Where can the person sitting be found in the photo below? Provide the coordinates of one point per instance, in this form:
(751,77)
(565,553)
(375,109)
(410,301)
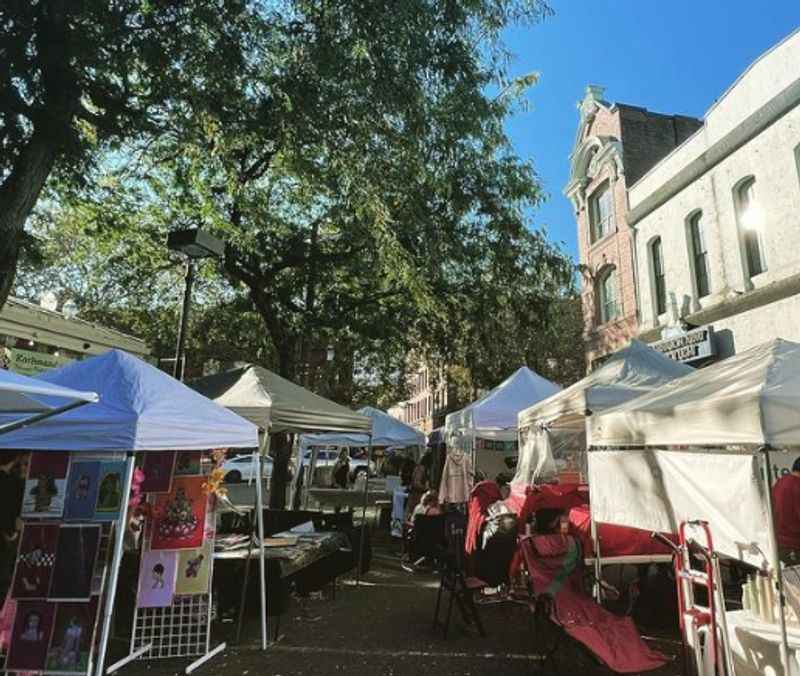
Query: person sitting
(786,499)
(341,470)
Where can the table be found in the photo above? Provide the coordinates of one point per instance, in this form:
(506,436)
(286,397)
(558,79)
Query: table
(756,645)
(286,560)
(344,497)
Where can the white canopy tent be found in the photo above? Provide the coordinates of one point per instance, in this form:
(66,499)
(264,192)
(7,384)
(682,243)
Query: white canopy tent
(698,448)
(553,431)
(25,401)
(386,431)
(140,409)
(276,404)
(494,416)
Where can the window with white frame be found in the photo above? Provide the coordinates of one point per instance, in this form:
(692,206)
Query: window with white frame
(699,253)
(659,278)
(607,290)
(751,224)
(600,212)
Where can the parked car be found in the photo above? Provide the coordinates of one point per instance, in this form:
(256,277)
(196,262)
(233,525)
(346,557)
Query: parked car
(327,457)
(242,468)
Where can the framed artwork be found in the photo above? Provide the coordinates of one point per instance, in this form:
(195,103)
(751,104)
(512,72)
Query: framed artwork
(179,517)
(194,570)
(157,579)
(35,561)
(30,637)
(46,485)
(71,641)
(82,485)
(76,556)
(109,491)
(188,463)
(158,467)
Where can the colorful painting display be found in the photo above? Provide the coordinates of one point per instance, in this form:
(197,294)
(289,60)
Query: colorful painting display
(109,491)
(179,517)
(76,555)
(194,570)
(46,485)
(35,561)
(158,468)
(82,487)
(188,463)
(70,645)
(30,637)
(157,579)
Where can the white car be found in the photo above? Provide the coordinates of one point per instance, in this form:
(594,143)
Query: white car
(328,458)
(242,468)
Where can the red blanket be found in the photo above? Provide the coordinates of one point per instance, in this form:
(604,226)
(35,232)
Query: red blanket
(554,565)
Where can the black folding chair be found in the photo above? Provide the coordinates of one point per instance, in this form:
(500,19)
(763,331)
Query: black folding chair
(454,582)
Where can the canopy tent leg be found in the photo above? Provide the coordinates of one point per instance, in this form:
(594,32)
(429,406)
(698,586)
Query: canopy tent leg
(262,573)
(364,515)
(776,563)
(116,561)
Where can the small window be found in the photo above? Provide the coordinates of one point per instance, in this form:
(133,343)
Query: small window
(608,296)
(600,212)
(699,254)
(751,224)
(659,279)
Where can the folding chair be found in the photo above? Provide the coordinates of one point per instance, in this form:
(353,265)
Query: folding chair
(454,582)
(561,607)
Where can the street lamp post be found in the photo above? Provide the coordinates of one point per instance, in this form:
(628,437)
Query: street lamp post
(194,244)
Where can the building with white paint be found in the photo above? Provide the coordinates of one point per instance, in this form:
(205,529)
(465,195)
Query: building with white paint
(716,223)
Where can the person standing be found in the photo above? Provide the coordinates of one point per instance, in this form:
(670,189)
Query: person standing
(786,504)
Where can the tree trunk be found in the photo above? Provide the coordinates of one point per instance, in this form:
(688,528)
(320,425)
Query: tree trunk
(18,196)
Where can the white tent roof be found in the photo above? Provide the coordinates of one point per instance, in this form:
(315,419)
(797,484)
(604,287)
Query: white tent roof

• What needs to be done:
Could you rewrite all of the records above as a numbered list, with blank lines dropped and the pictures left out?

• Solution below:
1. Where can the person sitting be found in the photo below? Provide the coordinates of one point per instance, in this form:
2. (751,77)
3. (565,553)
4. (375,109)
5. (410,301)
6. Query: person sitting
7. (786,499)
8. (341,470)
9. Where can the table be found in the photo above? Provide the coordinates of one point per instance, in this form:
10. (506,436)
11. (286,397)
12. (558,79)
13. Query: table
14. (756,645)
15. (286,560)
16. (344,497)
17. Where can the white canopy tent be found in the photo above? Provide the coordinates of one point per instance, in this form:
18. (66,499)
19. (264,192)
20. (7,384)
21. (682,243)
22. Query: white canopy tent
23. (698,448)
24. (553,431)
25. (25,401)
26. (386,431)
27. (140,409)
28. (276,404)
29. (494,416)
30. Where can the window with white frame be found in the photo above? Provide the coordinates of one point per instance, in this form:
31. (692,206)
32. Query: window with white frame
33. (699,253)
34. (659,278)
35. (607,290)
36. (751,224)
37. (600,212)
38. Where can the parked car be found in the photo above? Provide the coordinates of one point per instance, in this form:
39. (256,277)
40. (196,262)
41. (233,525)
42. (346,557)
43. Query: parked car
44. (327,457)
45. (242,468)
46. Where can the framed artwork be found in the photo above? Provide the coordinates of one point per instance, in this form:
47. (195,103)
48. (751,104)
49. (512,72)
50. Query: framed artwork
51. (179,517)
52. (194,570)
53. (157,579)
54. (35,561)
55. (30,637)
56. (46,485)
57. (71,641)
58. (82,485)
59. (76,556)
60. (109,491)
61. (188,463)
62. (158,467)
63. Where can the colorful painting display be found in the photo above? Provide the coordinates of one point per instance, in this form:
64. (197,294)
65. (289,60)
66. Query: colorful painting display
67. (109,491)
68. (179,517)
69. (76,555)
70. (194,570)
71. (46,485)
72. (35,561)
73. (158,468)
74. (82,487)
75. (188,463)
76. (70,645)
77. (30,637)
78. (157,579)
79. Where can the white car be found in the photo above? Provide the coordinates of one point per instance, in this form:
80. (594,143)
81. Query: white car
82. (328,458)
83. (242,468)
84. Where can the red blanket be found in the photo above? Provide the coordinates of one point per instance, in this form:
85. (604,226)
86. (35,232)
87. Query: red blanket
88. (554,565)
89. Where can the black folding chair be found in the photo above? Provide the coordinates of one point per instance, in this form:
90. (500,19)
91. (763,331)
92. Query: black folding chair
93. (454,582)
94. Where can the canopy tent leg be found in the photo above? Provide the coordinates of one point per instance, in this form:
95. (594,32)
96. (429,406)
97. (698,586)
98. Query: canopy tent leg
99. (262,573)
100. (364,515)
101. (776,563)
102. (116,561)
103. Where can the small window be found in the photo above? Provide the coordinates of one point per instance, in this form:
104. (133,343)
105. Query: small window
106. (608,296)
107. (600,212)
108. (699,254)
109. (751,224)
110. (659,279)
111. Where can the folding chair be found in the photo above? Provide the coordinates of one point per instance, in this form:
112. (353,265)
113. Query: folding chair
114. (454,582)
115. (561,607)
116. Where can the street lamp post be found in the photo above? Provide the coordinates of one point per instance, in this form:
117. (628,437)
118. Query: street lamp post
119. (194,244)
120. Where can the building with white paint be found in the photo above? Provide the coordinates of one point per instance, in this form:
121. (205,529)
122. (465,195)
123. Query: building with white paint
124. (716,223)
125. Where can the person standing be found in the photo above? Provide the coordinates of one point per instance, in this form:
126. (670,189)
127. Query: person standing
128. (786,504)
129. Where can the tree trunk be found in the photo above? Provide the coordinates of one point per instance, in this form:
130. (688,528)
131. (320,425)
132. Query: tree trunk
133. (18,196)
134. Where can the white tent roof be found in the photo above? Provide the coordinates of one point per instance, in this form:
135. (315,419)
136. (797,484)
137. (604,287)
138. Query: white tent roof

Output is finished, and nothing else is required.